START

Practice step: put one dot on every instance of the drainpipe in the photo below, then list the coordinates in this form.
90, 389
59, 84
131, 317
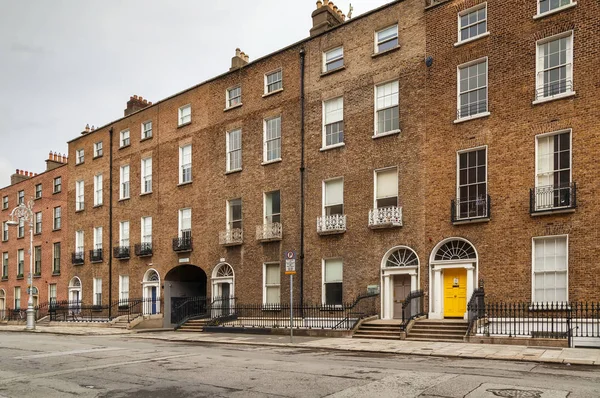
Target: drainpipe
110, 161
302, 169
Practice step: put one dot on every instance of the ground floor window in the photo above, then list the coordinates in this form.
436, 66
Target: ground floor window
550, 266
332, 281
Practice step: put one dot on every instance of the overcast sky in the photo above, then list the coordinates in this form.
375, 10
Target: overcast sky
65, 63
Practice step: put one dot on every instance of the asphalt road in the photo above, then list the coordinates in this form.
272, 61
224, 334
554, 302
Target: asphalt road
47, 366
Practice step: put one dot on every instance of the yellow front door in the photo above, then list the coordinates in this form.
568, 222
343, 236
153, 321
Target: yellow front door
455, 292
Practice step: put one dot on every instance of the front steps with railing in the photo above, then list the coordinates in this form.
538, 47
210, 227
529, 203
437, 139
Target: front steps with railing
388, 329
194, 325
449, 330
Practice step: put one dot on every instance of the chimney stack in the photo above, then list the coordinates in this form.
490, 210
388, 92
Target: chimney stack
326, 16
134, 104
240, 59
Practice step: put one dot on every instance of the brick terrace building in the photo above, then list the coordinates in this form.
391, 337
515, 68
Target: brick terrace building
347, 147
45, 191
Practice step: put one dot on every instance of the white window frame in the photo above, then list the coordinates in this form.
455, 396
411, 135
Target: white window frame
266, 159
231, 152
379, 43
569, 67
323, 282
146, 132
125, 138
324, 196
124, 186
376, 186
229, 98
98, 190
98, 150
183, 118
182, 150
335, 59
324, 124
540, 14
79, 195
460, 27
533, 272
275, 72
460, 118
146, 175
272, 285
393, 131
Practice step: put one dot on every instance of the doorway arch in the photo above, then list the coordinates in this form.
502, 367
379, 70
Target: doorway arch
453, 273
399, 277
151, 292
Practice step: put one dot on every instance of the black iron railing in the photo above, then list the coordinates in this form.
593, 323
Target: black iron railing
78, 258
412, 307
96, 255
468, 209
182, 244
122, 252
552, 198
143, 249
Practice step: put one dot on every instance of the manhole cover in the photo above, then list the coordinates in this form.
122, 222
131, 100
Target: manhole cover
514, 393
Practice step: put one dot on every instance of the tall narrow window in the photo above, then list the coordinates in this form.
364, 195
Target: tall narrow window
234, 214
333, 200
98, 199
147, 175
332, 281
56, 258
37, 262
333, 121
554, 66
272, 139
234, 97
273, 81
97, 291
57, 224
472, 22
472, 89
553, 171
386, 39
124, 138
550, 267
185, 115
38, 222
386, 108
185, 164
272, 278
386, 188
124, 186
272, 207
333, 59
472, 184
79, 196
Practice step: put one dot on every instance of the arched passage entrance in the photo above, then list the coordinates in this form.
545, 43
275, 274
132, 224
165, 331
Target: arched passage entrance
151, 292
453, 277
399, 277
182, 283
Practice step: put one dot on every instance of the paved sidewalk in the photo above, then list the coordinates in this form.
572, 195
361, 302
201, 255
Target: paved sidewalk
580, 356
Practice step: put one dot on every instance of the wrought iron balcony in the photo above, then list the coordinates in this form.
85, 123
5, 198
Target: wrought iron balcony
553, 198
333, 224
78, 258
143, 249
96, 255
269, 232
464, 210
385, 217
231, 237
122, 252
183, 244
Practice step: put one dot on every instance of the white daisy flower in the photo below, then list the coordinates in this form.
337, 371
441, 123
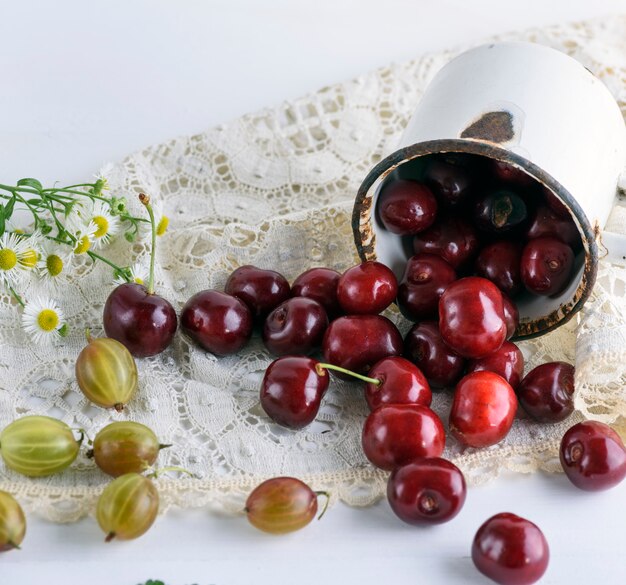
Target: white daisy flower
107, 224
16, 256
43, 320
139, 274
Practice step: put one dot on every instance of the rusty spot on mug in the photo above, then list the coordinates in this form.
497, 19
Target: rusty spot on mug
492, 126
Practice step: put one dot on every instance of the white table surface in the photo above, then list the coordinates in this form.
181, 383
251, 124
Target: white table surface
82, 83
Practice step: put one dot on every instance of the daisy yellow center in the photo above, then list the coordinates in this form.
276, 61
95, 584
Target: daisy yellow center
8, 259
47, 320
29, 259
102, 223
82, 245
54, 265
162, 225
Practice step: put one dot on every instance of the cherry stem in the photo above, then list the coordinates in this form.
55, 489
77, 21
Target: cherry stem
145, 199
320, 367
327, 496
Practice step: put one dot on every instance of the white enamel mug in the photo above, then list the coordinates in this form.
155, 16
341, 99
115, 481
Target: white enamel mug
534, 108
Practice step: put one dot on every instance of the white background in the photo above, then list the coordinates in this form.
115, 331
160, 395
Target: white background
82, 83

END

§ TASK DETAILS
Set down every one of the lines above word for word, leaving out the pictures.

§ WRITTEN SOLUTION
Practice step: put one dot on every instance of the drainpipe in the photo below, then list the coordinates in this form.
90, 389
59, 84
131, 317
Target: drainpipe
110, 161
302, 169
Practice step: put one dot on every instance of the ground floor window in the photo above, then list the coordinates in this form.
436, 66
Target: ground floor window
550, 266
332, 281
Practice step: put one dot on every instance of the overcast sky in the photo above, then list the coordinates in this form.
375, 10
Target: overcast sky
65, 63
Practice step: put one dot on every instance of the asphalt road in the photo above, then list the coordinates in this form.
272, 61
224, 334
554, 302
Target: asphalt road
47, 366
Practice step: put one dot on every instance of the yellow front door in the photo above, then list the coordinates in this form.
568, 222
343, 236
153, 321
Target: yellow front door
455, 292
Practice step: put one dot on every instance of the front steps with railing in the photo above, then list the coordinates in this form.
538, 47
210, 227
529, 203
437, 139
Target: front steps with railing
388, 329
194, 325
449, 330
Practice step: put one dot on every instance of the chimney stack in the photo above, then list the coordinates in this form.
490, 210
388, 92
Target: chimney stack
326, 16
134, 104
240, 59
Practice step: put one dot on every instance of the brick terrace building in the photo above, then list the coordinates in this form.
391, 337
515, 68
Target: brick terrace building
347, 147
45, 191
Practice step: put one dot on every instance of the white window frame in the photo above, then list the coordinates in this form.
455, 396
411, 135
Target: white window frame
266, 159
231, 152
379, 43
569, 67
323, 282
146, 132
125, 138
324, 196
124, 186
376, 186
229, 98
98, 190
98, 150
183, 118
182, 150
335, 59
324, 124
540, 14
79, 195
460, 27
533, 272
275, 72
460, 118
146, 175
272, 285
393, 131
Practice step: put one dot on every instance of the doorway arch in the photo above, then list the coordinates in this form.
502, 367
379, 70
Target: doorway arch
453, 273
399, 277
151, 292
Practice step: put one dot on every instance of the black iron railing in the photo above, then list the coordinates in this form.
593, 323
Target: black iron railing
78, 258
412, 307
96, 255
468, 209
182, 244
122, 252
552, 198
143, 249
Practice step: put one dot on every instance of the manhole cover in the photo above, then list the coordinates in this form.
122, 222
131, 100
Target: manhole cover
514, 393
Practice step: put one dot on every instance of the tall narrow window in the photo above, then list the coordinates in this form.
364, 195
Target: tall narrow window
234, 214
333, 200
98, 199
147, 175
332, 281
56, 258
37, 262
333, 121
554, 66
272, 139
234, 97
273, 81
97, 291
57, 224
472, 22
472, 89
553, 171
386, 39
124, 138
550, 267
185, 115
38, 222
386, 108
185, 164
272, 278
386, 188
124, 186
272, 207
333, 59
472, 184
79, 196
Practice step: put one dot on every instance of the arched passage entrance in the photo above, then list the coordinates in this form.
545, 43
275, 274
132, 224
165, 331
Target: arched passage entrance
151, 292
453, 277
399, 277
182, 283
Practice step: put one dot on every instance of the paved sidewalk in the photo above, then list the coordinates in this form.
572, 195
361, 302
201, 255
Target: paved sidewalk
580, 356
Practice step: put one dot on every instance of the wrought iron balcony in the photo above, then list the coordinates in this form.
85, 123
5, 198
Target: wrought iron balcony
553, 198
333, 224
78, 258
143, 249
96, 255
269, 232
464, 210
385, 217
231, 237
122, 252
183, 244
Practice step: put one dot on every instance of the white daisy flower in the photo below, then list the coordinates in this form.
337, 371
441, 123
Target: white daisy flower
107, 224
16, 256
43, 320
139, 274
Practice step: put one dot on every instance of the rusty spot on mug in the photo above, then list the coordinates in this form.
497, 19
Target: rusty spot on mug
492, 126
Practice step: put one dot on every instance of the white table surface in the photo above, then list the coordinates in this form.
181, 383
251, 124
Target: white table surface
82, 83
Practice step: put one dot on every instance of the daisy yellow center in the photo above, then list the coordinates in this form.
276, 61
95, 584
Target: daisy yellow center
8, 259
47, 320
29, 259
102, 223
82, 245
54, 265
162, 225
Practice step: put one dot on every instance of the cherry stem in the photo above, then list the coordinates in this form.
55, 489
77, 21
Target: cherry stem
145, 199
320, 367
327, 496
Practice step: put one dot on every instance of the white enamel mug in the photo above, then list the coordinates in this form.
155, 16
341, 99
115, 481
Target: white enamel mug
534, 108
Practice step: put one dot on every instance of the white background in the photo above, then list the coordinates in this form.
115, 331
160, 395
Target: white background
82, 83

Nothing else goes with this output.